The problem: Return every record below exactly as written, omitting any pictures.

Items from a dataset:
_ _ _ _ _ _ _

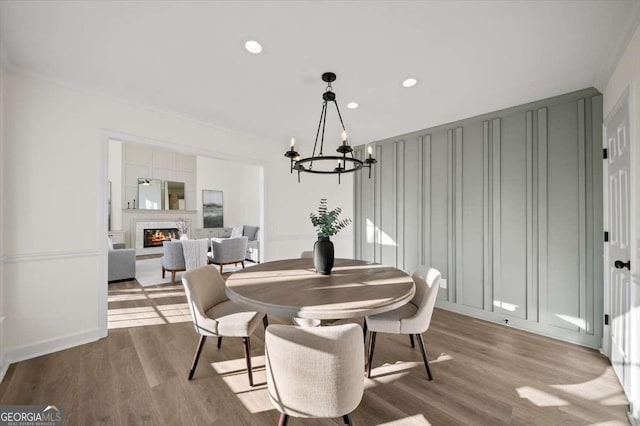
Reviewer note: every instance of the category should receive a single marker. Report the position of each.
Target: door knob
(619, 264)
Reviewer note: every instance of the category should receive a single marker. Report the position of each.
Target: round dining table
(292, 288)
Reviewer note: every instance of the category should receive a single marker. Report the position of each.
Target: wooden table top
(291, 288)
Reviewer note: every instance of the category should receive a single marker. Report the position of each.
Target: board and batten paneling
(506, 205)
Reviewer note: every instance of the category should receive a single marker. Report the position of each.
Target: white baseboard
(46, 347)
(4, 366)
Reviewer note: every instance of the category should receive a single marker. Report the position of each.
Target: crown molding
(55, 255)
(14, 69)
(610, 62)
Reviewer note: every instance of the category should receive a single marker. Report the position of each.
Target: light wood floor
(485, 374)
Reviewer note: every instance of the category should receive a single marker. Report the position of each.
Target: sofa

_ _ _ _ _ _ _

Response box:
Reviewer note: every instance of the category should receive a single marker. Report the position of each.
Target: door knob
(619, 264)
Reviewer note: every instance of the category should receive a single marker. Report the position of each.
Target: round dining table
(292, 288)
Reviewer note: every instance of the category should receive a single marker. Report the position of each.
Target: wooden table top
(291, 288)
Reviewer note: every instance of the category should receive a single marker. Report the position of each.
Target: board and batten paneling
(506, 205)
Reviewer note: every instance of the category should receive a single marker. Report the position of each.
Target: white baseboard
(46, 347)
(4, 366)
Reviewer note: every instance of the category should receive a single marker. Report the position of each.
Target: crown molding
(55, 255)
(14, 69)
(610, 62)
Reviewer note: every instance of the category should receive a single marker. Report the position of each.
Target: light wood floor
(485, 374)
Reviewer note: every instance of the category should receive a single marker. Report the position of each.
Target: sofa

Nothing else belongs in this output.